▶ [EXERCISE GOAL]: Return all entries word for word, but drop any images.

▶ [Collected data entries]:
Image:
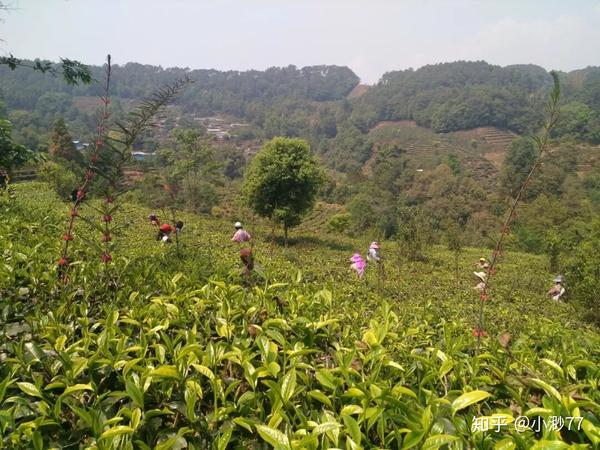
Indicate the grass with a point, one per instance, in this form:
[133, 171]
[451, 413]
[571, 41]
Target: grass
[181, 351]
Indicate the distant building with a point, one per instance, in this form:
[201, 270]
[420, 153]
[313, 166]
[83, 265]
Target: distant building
[142, 156]
[80, 146]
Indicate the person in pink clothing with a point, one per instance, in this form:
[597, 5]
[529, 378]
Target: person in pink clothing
[358, 264]
[240, 235]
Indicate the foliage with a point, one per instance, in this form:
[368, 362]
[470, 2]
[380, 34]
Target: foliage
[308, 359]
[517, 164]
[282, 181]
[61, 143]
[190, 170]
[73, 72]
[583, 271]
[11, 155]
[60, 177]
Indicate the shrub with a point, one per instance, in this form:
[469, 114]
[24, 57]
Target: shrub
[339, 223]
[61, 178]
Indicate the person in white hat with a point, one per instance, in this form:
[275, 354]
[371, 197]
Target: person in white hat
[558, 290]
[482, 264]
[373, 255]
[481, 276]
[240, 235]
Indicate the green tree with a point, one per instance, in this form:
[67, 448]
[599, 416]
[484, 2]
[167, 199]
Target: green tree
[61, 143]
[282, 182]
[11, 154]
[518, 163]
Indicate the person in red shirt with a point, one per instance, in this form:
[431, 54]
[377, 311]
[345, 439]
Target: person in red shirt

▶ [CORRECT RESPONSE]:
Image:
Indicate the grass with a point, one per instance, in this form:
[133, 171]
[451, 413]
[571, 41]
Target: grass
[181, 351]
Indicate the distant building with a point, one per instance, in this form:
[201, 270]
[420, 153]
[313, 166]
[83, 265]
Target: distant building
[142, 156]
[80, 146]
Indicate the person in pink clothing with a point, one per instance, in this form:
[597, 5]
[529, 378]
Target: person in pink clothing
[358, 264]
[240, 235]
Indicate the foliage with a point, one per instance, in this form:
[368, 362]
[470, 2]
[380, 34]
Target: foliage
[308, 359]
[517, 164]
[282, 181]
[61, 143]
[190, 170]
[73, 72]
[583, 271]
[11, 155]
[60, 177]
Indicate the shrub with a point, one per instance, in this form:
[469, 114]
[24, 57]
Target: shrub
[339, 223]
[61, 178]
Indicate the person in white hat with a point, one per instance, in this form:
[275, 354]
[371, 197]
Target: person in white hat
[558, 290]
[482, 264]
[373, 255]
[481, 276]
[240, 235]
Indicate the green tree with a point, one per instance, in this form:
[67, 448]
[599, 416]
[484, 2]
[167, 199]
Target: green tree
[61, 143]
[282, 182]
[11, 154]
[518, 163]
Indicate the person in red shirt with a point, one per instance, in this form:
[431, 54]
[377, 311]
[345, 439]
Target: person in red shirt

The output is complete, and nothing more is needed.